------ ENTRIES SUPPLIED ------
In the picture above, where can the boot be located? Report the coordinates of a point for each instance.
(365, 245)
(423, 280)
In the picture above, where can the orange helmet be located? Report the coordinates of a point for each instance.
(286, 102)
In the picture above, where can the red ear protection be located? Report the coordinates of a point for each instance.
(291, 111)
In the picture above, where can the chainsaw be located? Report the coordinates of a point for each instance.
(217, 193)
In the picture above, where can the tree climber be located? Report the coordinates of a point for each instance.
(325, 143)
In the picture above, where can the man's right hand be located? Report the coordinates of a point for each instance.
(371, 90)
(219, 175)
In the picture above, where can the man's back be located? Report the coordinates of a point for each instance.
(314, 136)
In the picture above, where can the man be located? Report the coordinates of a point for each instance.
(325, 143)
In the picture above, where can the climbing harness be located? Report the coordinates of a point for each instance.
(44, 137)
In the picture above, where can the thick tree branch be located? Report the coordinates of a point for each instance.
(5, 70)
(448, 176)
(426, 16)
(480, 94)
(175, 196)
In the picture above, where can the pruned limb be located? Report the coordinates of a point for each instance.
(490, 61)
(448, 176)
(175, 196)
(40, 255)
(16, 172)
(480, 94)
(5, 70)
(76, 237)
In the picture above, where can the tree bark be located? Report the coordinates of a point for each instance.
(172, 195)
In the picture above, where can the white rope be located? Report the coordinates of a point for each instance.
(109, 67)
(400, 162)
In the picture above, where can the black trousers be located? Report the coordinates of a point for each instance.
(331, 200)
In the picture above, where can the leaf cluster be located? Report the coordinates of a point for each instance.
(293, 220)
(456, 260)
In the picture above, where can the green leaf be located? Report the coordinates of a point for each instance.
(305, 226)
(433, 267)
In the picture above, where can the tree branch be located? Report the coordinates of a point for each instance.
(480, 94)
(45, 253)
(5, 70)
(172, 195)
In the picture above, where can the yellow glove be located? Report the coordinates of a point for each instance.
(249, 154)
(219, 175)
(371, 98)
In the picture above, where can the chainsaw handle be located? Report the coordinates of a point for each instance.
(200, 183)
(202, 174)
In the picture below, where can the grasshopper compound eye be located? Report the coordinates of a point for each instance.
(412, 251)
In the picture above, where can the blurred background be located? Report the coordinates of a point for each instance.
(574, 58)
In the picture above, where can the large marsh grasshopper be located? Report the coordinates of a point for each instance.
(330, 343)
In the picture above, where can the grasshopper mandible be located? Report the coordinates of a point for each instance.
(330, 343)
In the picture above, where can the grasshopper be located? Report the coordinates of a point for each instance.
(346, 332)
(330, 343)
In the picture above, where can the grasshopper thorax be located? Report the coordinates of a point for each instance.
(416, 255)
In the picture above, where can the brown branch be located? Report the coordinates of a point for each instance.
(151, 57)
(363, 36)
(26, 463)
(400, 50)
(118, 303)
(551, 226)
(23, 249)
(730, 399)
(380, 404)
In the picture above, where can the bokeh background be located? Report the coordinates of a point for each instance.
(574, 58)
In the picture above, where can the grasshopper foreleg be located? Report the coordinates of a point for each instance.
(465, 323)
------
• **DIRECTIVE**:
Rename "grasshopper" to "locust" in the entries from the line containing "In the picture above, where can the green" through the last line of the entries, and give only those lines with nothing else altered.

• **OUTPUT OF THE EXERCISE**:
In the picture above, where can the green leaf be located? Report the coordinates of a point for each instance.
(305, 226)
(433, 267)
In the picture above, where can the tree branch be located? Report the coordinates of a point for each instance.
(480, 94)
(45, 253)
(5, 70)
(172, 195)
In the picture above, where can the yellow glove be located? Report the coordinates of a point for each instance.
(249, 154)
(219, 175)
(371, 98)
In the picture above, where can the chainsaw handle be located? Report the coordinates of a point for each instance.
(200, 183)
(202, 174)
In the picture below, where can the locust compound eye be located? Report the coordinates of a point for each instance.
(412, 251)
In the picture above, where can the blurred background be located? Report the coordinates of a point for each instance.
(574, 58)
In the picture above, where can the large marsh locust be located? Report the coordinates of a point for each instance.
(330, 343)
In the picture above, where can the locust mandible be located? Report the coordinates of a point for each instance.
(330, 343)
In the picture above, where can the locust be located? Report the coordinates of a point for each instance.
(346, 332)
(330, 343)
In the picture above, where can the locust thorax be located? Report the coordinates of a point for each instance.
(416, 255)
In the picture above, where can the brown branch be located? Report the coordinates of a point for each instance.
(151, 57)
(363, 36)
(26, 463)
(400, 50)
(118, 303)
(551, 226)
(23, 249)
(730, 399)
(380, 404)
In the picture above, where can the bokeh background be located? Report the coordinates of a point for each instance.
(574, 58)
In the picture above, where can the locust foreleg be located? Report the coordinates of a point for each instance.
(465, 323)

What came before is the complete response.